Saved data entries:

Segment Open

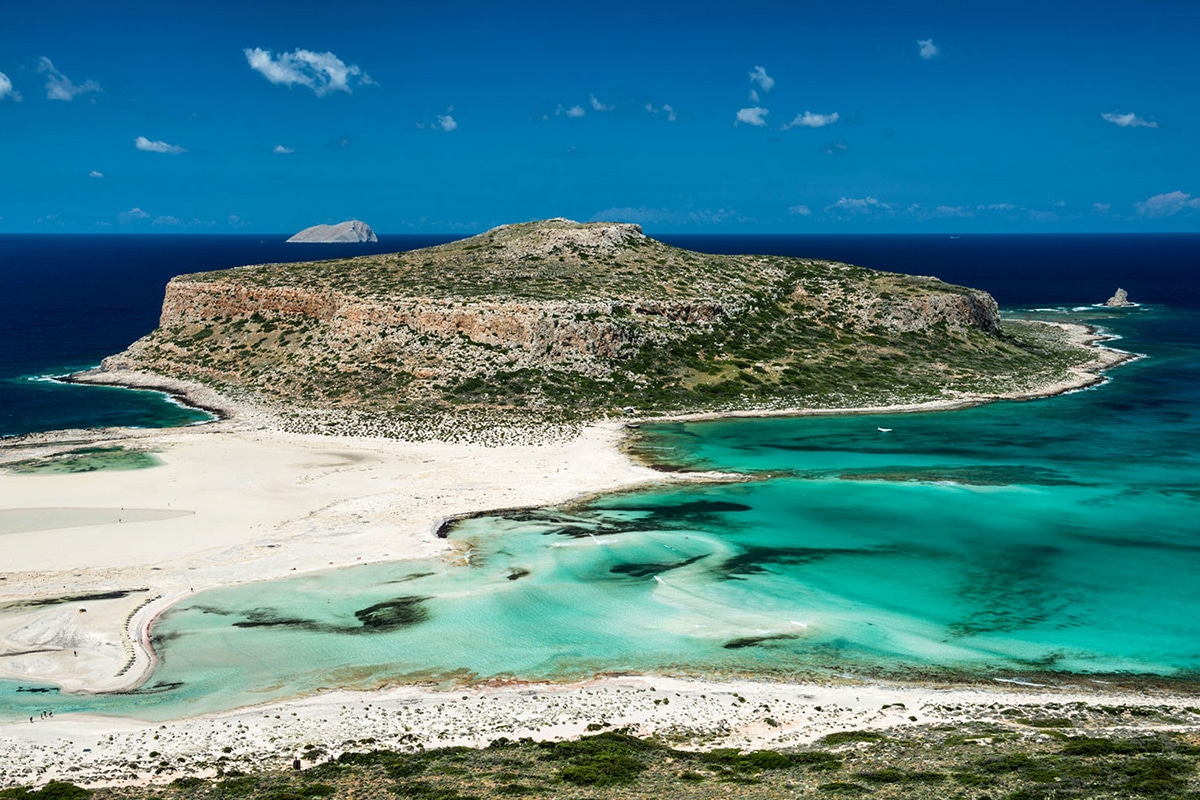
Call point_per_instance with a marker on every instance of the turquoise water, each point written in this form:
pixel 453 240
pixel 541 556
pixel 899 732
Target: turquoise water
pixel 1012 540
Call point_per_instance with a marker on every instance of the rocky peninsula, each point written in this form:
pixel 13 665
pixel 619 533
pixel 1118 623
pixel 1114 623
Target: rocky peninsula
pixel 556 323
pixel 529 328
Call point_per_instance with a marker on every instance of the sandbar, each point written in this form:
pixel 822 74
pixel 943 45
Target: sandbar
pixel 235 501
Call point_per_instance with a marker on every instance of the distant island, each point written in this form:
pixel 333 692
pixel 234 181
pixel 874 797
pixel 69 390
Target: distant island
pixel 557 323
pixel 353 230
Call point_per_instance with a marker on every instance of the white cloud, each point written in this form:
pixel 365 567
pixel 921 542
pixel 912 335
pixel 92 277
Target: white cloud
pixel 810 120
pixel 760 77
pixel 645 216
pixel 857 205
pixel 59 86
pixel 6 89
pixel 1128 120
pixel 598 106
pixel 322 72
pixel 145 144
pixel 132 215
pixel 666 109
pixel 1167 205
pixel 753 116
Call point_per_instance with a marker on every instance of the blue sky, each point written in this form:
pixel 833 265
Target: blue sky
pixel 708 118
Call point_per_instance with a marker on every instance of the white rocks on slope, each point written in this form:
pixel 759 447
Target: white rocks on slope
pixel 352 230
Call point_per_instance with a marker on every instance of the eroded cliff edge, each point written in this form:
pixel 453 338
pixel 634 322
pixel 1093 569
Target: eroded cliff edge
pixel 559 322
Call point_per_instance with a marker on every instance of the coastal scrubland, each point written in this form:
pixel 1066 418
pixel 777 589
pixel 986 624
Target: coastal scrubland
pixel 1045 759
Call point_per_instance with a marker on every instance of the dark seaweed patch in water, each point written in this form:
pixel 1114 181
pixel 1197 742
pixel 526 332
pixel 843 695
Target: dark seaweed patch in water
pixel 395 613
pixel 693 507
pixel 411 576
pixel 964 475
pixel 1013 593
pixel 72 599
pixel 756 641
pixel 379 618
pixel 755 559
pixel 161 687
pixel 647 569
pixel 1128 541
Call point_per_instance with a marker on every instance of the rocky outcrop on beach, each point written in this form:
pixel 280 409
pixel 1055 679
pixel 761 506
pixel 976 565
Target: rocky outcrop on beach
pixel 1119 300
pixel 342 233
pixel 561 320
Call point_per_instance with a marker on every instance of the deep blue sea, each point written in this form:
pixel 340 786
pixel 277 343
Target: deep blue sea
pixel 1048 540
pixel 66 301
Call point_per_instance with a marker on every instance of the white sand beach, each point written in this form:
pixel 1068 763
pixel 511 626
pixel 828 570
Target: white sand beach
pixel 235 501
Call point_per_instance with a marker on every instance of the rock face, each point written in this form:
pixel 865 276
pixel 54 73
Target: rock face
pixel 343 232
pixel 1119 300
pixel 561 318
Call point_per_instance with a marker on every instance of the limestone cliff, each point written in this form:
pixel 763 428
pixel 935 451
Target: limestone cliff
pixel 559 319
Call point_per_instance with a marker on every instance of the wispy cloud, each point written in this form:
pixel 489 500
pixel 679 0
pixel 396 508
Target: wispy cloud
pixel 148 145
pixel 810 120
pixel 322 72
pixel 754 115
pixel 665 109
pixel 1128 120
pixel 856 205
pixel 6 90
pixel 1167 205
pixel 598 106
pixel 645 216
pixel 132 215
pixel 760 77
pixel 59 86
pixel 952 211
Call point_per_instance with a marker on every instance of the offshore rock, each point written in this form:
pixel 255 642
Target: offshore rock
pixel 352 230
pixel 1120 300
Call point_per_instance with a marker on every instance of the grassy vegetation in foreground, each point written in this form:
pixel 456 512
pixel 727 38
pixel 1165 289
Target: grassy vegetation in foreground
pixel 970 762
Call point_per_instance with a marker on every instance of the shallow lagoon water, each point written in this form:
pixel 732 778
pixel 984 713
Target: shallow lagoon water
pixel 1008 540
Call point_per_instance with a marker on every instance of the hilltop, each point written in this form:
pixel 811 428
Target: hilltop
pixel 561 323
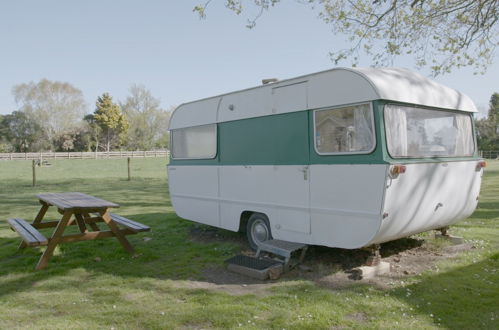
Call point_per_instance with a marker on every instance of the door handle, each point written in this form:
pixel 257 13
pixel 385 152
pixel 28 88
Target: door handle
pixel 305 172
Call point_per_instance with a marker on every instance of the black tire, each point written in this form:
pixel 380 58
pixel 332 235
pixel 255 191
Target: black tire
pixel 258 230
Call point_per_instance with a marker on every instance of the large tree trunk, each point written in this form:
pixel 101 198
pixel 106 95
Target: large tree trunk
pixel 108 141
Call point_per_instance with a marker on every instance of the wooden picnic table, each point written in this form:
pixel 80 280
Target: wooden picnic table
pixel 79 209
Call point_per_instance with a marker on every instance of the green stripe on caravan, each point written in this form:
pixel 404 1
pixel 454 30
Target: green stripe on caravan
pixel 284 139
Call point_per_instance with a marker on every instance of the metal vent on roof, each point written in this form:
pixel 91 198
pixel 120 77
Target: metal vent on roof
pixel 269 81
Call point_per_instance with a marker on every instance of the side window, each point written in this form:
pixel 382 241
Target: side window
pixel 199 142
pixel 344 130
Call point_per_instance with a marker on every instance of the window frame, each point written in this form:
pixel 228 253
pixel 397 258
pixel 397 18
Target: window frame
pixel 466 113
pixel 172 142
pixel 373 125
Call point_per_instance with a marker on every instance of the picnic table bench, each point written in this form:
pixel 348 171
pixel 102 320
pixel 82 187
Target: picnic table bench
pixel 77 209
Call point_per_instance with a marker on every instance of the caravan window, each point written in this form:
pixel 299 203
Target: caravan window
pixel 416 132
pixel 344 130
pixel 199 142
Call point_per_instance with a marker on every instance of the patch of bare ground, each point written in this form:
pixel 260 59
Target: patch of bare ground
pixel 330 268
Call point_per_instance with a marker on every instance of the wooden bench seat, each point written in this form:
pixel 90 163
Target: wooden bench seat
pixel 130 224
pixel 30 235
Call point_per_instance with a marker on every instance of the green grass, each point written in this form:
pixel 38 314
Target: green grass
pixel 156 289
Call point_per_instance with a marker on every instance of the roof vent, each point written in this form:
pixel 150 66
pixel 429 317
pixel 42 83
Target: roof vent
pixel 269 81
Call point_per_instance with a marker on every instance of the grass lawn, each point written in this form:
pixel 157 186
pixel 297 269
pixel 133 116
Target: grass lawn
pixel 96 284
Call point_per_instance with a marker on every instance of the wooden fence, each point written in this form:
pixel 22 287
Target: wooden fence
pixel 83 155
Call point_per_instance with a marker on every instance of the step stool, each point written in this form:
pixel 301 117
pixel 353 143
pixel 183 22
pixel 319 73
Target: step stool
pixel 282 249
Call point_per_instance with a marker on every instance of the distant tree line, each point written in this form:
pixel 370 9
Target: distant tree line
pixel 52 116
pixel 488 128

Segment Closed

▶ [What you will do]: All entries should be given again exactly, except that pictures are to be excluded.

▶ [Exercise solution]:
Call point_per_instance with a marker on every instance of the turquoise water, each point written in this form:
pixel 453 240
pixel 541 556
pixel 899 732
Target: turquoise water
pixel 1012 540
Call point_per_instance with a marker on every instance of the rocky peninsula, each point written in this form:
pixel 13 665
pixel 619 533
pixel 1118 623
pixel 1114 623
Target: rocky peninsula
pixel 556 323
pixel 529 328
Call point_per_instance with a marker on every instance of the sandbar, each point written in this form:
pixel 822 74
pixel 943 45
Target: sandbar
pixel 235 501
Call point_per_instance with a marker on every instance of the distant island, each point written in this form:
pixel 333 692
pixel 234 181
pixel 874 797
pixel 69 390
Target: distant island
pixel 557 323
pixel 353 230
Call point_per_instance with a marker on every instance of the white cloud, each point written in this form:
pixel 365 567
pixel 921 542
pixel 912 335
pixel 92 277
Target: white cloud
pixel 810 120
pixel 760 77
pixel 645 216
pixel 857 205
pixel 59 86
pixel 6 89
pixel 1128 120
pixel 598 106
pixel 322 72
pixel 145 144
pixel 132 215
pixel 666 109
pixel 1167 205
pixel 753 116
Call point_per_instance with a marker on every instance of the blue sky, each point written in this form:
pixel 833 265
Target: blue sky
pixel 708 118
Call point_per_instance with a marker on every instance of the white rocks on slope, each point written in this form:
pixel 759 447
Target: white rocks on slope
pixel 352 230
Call point_per_instance with a marker on every instance of the eroded cliff edge, each point written in this form:
pixel 453 338
pixel 634 322
pixel 1093 569
Target: eroded cliff edge
pixel 559 322
Call point_per_instance with a marker on every instance of the coastal scrubland, each point written in this form:
pixel 1066 418
pixel 777 589
pixel 986 624
Target: coastal scrubland
pixel 1045 759
Call point_per_instance with a marker on every instance of the dark seaweed patch in water, each point written in this form:
pixel 1114 181
pixel 1197 742
pixel 526 332
pixel 843 695
Target: dark seaweed patch in water
pixel 395 613
pixel 693 507
pixel 411 576
pixel 964 475
pixel 1013 593
pixel 72 599
pixel 756 641
pixel 379 618
pixel 755 559
pixel 161 687
pixel 647 569
pixel 1128 541
Call point_per_instance with a marker on every instance of the rocky outcrop on beach, each point written in this form:
pixel 280 409
pixel 1055 679
pixel 761 506
pixel 976 565
Target: rocky outcrop on beach
pixel 1119 300
pixel 342 233
pixel 561 320
Call point_per_instance with a marker on every instance of the deep blue sea, each point written in this form:
pixel 340 786
pixel 277 343
Target: deep blue sea
pixel 1048 540
pixel 66 301
Call point_per_instance with a marker on every instance of the white sand beach, each point written in this form:
pixel 1068 763
pixel 511 626
pixel 828 570
Target: white sand beach
pixel 235 501
Call point_per_instance with a marker on every instance of the rock face, each point written in this form:
pixel 865 276
pixel 54 73
Target: rock face
pixel 343 232
pixel 1119 300
pixel 561 318
Call point_per_instance with a marker on every instance of the limestone cliff, each point written in this form:
pixel 763 428
pixel 935 451
Target: limestone cliff
pixel 559 319
Call point_per_instance with a marker on every instance of the wispy cloud, each point written in this form:
pixel 489 500
pixel 679 0
pixel 396 508
Target: wispy cloud
pixel 148 145
pixel 810 120
pixel 322 72
pixel 754 115
pixel 665 109
pixel 1128 120
pixel 856 205
pixel 6 90
pixel 1167 205
pixel 598 106
pixel 645 216
pixel 132 215
pixel 760 77
pixel 59 86
pixel 952 211
Call point_per_instance with a marker on every instance of the offshore rock, each point written in this form:
pixel 255 642
Target: offshore rock
pixel 352 230
pixel 1120 300
Call point_per_instance with a marker on every instance of the grassy vegetation in foreground, each point written in this form:
pixel 456 512
pixel 727 38
pixel 1165 289
Target: grassy vegetation in foreground
pixel 970 762
Call point_per_instance with a marker on every instance of the shallow lagoon water, each point written in this form:
pixel 732 778
pixel 984 713
Target: shallow lagoon water
pixel 1008 540
Call point_per_instance with a marker on every instance of the hilltop, each point written in this form:
pixel 811 428
Target: hilltop
pixel 561 323
Call point_per_instance with a marker on every instance of the door handle, each point written in this form:
pixel 257 13
pixel 385 152
pixel 28 88
Target: door handle
pixel 305 172
Call point_per_instance with a marker on every instance of the black tire, each point written in this form:
pixel 380 58
pixel 332 235
pixel 255 191
Target: black tire
pixel 258 230
Call point_per_instance with a marker on every instance of the large tree trunk, each point written in this form:
pixel 101 198
pixel 106 95
Target: large tree trunk
pixel 108 141
Call point_per_instance with a marker on every instance of the wooden picnic table, each point written in this form:
pixel 80 280
Target: wooden picnic table
pixel 79 209
Call point_per_instance with a marker on every instance of the green stripe on caravan, each point written in this form:
pixel 404 1
pixel 454 30
Target: green stripe on caravan
pixel 284 139
Call point_per_instance with a marker on every instance of the metal vent on roof, each point written in this form:
pixel 91 198
pixel 120 77
Target: metal vent on roof
pixel 269 81
Call point_per_instance with a marker on every instance of the side window, each point written in this form:
pixel 382 241
Target: side window
pixel 199 142
pixel 344 130
Call point_per_instance with a marker on every instance of the window frame, each point written in this form:
pixel 228 253
pixel 397 258
pixel 397 18
Target: window frame
pixel 466 113
pixel 172 142
pixel 373 125
Call point_per_instance with a marker on every instance of the picnic table bench, each point written in this form:
pixel 348 171
pixel 102 320
pixel 82 187
Target: picnic table bench
pixel 77 209
Call point_per_instance with a marker on every instance of the caravan window, each point written in this form:
pixel 299 203
Target: caravan window
pixel 416 132
pixel 344 130
pixel 199 142
Call point_per_instance with a marker on every instance of the patch of bare ground, each point written in this form:
pixel 260 59
Target: patch of bare ground
pixel 330 268
Call point_per_instance with a marker on every instance of the wooden bench seat, each point written in this form:
pixel 90 163
Target: wooden bench seat
pixel 130 224
pixel 30 235
Call point_per_instance with a marker on every instance of the green grass, each point written in this form:
pixel 38 314
Target: green grass
pixel 156 289
Call point_per_instance with a marker on every instance of the roof vent, each point written in this form:
pixel 150 66
pixel 429 317
pixel 42 83
Target: roof vent
pixel 269 81
Call point_per_instance with a marker on every instance of the grass lawn, each point written in this form:
pixel 157 186
pixel 297 269
pixel 133 116
Target: grass lawn
pixel 96 284
Call point_per_instance with a marker on every instance of the wooden fence, each point written in this form:
pixel 22 287
Target: wooden fence
pixel 83 155
Call point_per_instance with a marker on every instance of the step stool, each point written in this form:
pixel 301 117
pixel 353 143
pixel 183 22
pixel 319 73
Target: step stool
pixel 282 249
Call point_per_instance with a marker on every instance of the distant tree line, each point written in this form:
pixel 370 9
Target: distant tree line
pixel 52 116
pixel 488 128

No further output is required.